> **Exercise prompt**
Only the number is wanted: how many lines in the material below contain "dome".

######

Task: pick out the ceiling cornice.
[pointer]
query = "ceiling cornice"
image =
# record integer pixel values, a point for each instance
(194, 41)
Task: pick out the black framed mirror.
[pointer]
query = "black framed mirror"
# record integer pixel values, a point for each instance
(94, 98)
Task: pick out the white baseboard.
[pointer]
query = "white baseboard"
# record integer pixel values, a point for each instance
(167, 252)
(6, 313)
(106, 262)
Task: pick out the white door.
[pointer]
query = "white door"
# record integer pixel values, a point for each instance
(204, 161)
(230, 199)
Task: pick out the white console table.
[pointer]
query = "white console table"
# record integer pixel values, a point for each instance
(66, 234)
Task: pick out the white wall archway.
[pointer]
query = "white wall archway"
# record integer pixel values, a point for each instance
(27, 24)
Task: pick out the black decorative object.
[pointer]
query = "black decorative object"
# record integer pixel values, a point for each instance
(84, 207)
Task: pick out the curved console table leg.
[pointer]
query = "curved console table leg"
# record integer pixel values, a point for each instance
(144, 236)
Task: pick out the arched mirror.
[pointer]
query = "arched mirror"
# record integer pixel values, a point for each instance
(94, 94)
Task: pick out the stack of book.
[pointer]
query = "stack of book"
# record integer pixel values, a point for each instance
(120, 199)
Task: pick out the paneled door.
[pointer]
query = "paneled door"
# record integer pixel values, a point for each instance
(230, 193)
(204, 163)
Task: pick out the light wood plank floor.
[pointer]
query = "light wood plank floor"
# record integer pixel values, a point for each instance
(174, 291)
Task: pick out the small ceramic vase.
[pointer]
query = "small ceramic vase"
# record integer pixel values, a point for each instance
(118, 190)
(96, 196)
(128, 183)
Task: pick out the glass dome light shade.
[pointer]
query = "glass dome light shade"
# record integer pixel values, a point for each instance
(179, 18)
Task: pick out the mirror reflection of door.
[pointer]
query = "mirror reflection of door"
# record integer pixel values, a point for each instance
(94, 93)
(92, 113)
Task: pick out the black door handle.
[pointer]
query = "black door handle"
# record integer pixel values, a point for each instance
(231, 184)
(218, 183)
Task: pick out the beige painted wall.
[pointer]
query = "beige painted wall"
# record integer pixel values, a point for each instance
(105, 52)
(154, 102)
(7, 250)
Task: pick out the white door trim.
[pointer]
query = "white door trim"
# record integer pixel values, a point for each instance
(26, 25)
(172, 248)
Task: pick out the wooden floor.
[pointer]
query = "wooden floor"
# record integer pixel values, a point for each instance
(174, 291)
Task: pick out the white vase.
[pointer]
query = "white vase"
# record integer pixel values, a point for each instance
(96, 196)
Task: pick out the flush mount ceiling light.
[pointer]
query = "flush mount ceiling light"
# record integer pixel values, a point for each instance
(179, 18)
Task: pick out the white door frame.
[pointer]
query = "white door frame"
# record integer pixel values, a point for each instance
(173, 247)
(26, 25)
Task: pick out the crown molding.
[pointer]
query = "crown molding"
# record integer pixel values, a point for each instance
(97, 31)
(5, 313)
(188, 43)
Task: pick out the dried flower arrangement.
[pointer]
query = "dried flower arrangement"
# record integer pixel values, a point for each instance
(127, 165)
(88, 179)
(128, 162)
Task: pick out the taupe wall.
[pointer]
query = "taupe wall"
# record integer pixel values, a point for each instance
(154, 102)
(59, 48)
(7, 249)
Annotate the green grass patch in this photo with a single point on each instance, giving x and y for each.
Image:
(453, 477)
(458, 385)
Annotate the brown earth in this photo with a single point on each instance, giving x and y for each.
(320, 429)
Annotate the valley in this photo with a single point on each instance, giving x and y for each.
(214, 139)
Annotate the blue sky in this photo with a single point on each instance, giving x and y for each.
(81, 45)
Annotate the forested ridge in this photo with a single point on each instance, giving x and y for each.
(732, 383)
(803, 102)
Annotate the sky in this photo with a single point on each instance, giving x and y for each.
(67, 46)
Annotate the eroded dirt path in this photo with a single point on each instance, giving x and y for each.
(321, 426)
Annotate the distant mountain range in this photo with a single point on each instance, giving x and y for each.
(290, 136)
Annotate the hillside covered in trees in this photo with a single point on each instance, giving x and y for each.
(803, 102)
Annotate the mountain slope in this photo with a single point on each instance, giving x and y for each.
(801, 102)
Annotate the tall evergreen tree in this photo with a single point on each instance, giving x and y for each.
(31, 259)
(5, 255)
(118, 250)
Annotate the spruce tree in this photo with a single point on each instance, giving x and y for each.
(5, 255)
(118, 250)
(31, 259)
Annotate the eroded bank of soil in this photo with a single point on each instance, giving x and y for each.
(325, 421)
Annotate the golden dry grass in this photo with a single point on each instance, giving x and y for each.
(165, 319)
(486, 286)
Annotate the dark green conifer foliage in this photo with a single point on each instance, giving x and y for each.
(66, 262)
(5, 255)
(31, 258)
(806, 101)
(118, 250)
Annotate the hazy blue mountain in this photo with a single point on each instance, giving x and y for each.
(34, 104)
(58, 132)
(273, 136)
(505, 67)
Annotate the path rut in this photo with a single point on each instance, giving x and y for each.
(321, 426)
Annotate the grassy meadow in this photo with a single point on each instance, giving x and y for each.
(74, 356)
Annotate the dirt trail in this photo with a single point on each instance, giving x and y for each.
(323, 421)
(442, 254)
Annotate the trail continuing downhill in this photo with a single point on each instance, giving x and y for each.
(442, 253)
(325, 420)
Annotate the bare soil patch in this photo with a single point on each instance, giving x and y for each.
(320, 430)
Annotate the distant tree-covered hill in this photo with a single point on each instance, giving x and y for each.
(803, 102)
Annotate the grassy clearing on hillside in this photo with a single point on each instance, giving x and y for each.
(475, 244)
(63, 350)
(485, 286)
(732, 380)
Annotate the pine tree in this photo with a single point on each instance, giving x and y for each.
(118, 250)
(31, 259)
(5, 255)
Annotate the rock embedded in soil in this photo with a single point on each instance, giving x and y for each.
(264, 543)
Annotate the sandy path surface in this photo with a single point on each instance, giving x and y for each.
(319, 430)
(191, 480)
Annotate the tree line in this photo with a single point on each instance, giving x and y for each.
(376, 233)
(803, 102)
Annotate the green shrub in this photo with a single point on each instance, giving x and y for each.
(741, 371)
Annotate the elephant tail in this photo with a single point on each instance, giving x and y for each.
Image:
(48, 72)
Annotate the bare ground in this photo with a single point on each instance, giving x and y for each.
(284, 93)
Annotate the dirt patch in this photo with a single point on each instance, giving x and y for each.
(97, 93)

######

> **Answer for this exercise**
2